### EXTRAIT DE PAGE
---*---
Après sa victoire, la coalition internationale a donc fait une erreur fondamentale selon ce chercheur : "En 2011, au moment de l'intervention contre Kadhafi, la communauté internationale aurait dû reformer l'armée nationale plutôt que de la supprimer. Et surtout, elle aurait dû désarmer les milices pour asseoir le pouvoir central". Afzal Ashraf partage ce constat : "Une leçon que les Occidentaux devraient tirer de ces deux exemples, c'est que la seule chose pire encore que les dictatures contre lesquelles ils se battent, c'est la situation dans laquelle ils plongent ces pays en intervenant sur place".
---*---
### DOCUMENTS FOURNIS

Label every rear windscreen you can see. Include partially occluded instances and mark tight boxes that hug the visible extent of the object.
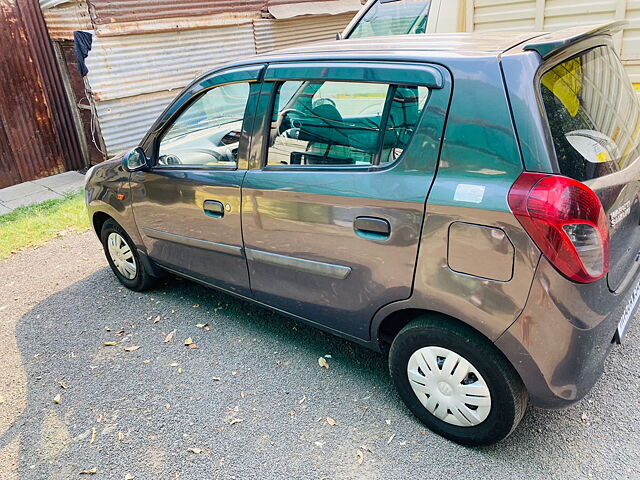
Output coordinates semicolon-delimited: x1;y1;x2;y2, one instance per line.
---*---
### EXERCICES
a) D'après l'extrait sur l'intervention contre Kadhafi, qu'est-ce que la communauté internationale aurait dû faire de l'armée nationale en 2011 ?
b) Relevez tous les verbes à l'infinitif présents dans l'extrait sur l'intervention contre Kadhafi.
c) Poursuivez l'extrait sur l'intervention contre Kadhafi à la suite de sa dernière phrase.
La liste qui précède constitue un matériau distinct de l'extrait.

### CORRIGÉS
a) La reformer plutôt que de la supprimer.

b) reformer, supprimer, désarmer, asseoir, tirer

c)
• Pourquoi la solution au conflit libyen ne peut venir que des forces politiques locales
"Des logiques tribales". Difficile pourtant de se résoudre à une non-intervention, d'autant que les discussions entre les principales forces libyennes qui se tiennent à Genève depuis la mi-janvier ne semblent rien donner. Et pour cause, plusieurs représentants de certaines milices ne sont pas présents. Une erreur pour Patrick Haimzadeh, ancien diplomate français à Tripoli et auteur de l'ouvrage Au cœur de la Libye de Kadhafi, qui cite Abdelkader Kadoura, un des auteurs de la constitution libyenne, dans son article sur Orient XXI : "Le pouvoir local est la base de la construction de l’État en Libye. On ne peut en effet comparer la Libye avec aucun autre pays, système politique ou juridique car notre pays, volontairement ou non, s’est constitué autour du caractère tribal et régional et c’est une chose que l’on ne peut négliger, que ce soit dans une perspective politique islamique ou séculaire".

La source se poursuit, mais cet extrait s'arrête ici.